◆ **Activity**: Your answer should consist only of the lines below from the one with "indicate the pickup" through the one with "indicate the green", copied exactly.

◆ **Records shown**:
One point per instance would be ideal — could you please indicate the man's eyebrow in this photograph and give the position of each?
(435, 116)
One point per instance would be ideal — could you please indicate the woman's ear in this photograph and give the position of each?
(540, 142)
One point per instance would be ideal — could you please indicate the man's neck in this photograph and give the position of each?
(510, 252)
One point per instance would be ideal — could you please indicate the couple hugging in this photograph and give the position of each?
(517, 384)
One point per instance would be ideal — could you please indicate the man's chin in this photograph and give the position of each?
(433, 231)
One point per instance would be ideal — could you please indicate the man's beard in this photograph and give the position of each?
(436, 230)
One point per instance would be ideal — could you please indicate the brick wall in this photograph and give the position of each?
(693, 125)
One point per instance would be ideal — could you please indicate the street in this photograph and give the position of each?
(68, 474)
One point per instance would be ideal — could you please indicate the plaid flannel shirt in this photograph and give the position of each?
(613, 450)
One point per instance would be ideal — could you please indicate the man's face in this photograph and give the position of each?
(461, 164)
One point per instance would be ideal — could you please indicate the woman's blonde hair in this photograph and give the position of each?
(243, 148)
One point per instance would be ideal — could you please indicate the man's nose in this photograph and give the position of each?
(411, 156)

...

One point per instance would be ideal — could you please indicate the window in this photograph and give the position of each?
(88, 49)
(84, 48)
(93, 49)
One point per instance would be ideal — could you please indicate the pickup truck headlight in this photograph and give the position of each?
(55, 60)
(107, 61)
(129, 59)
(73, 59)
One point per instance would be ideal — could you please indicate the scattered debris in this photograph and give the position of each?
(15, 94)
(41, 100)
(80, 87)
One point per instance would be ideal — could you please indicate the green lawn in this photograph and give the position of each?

◆ **Solution to this task**:
One point per instance would be ideal — could you please indicate the pickup truck headlight in this photograph and give the position of each?
(55, 60)
(107, 61)
(129, 59)
(73, 59)
One point per instance would be ideal — could you please indicate the scattered debris in this photograph and give the position of each?
(15, 94)
(41, 100)
(80, 87)
One point per instance would be ideal — could you please indicate the green lawn in this photograph and give the position of each?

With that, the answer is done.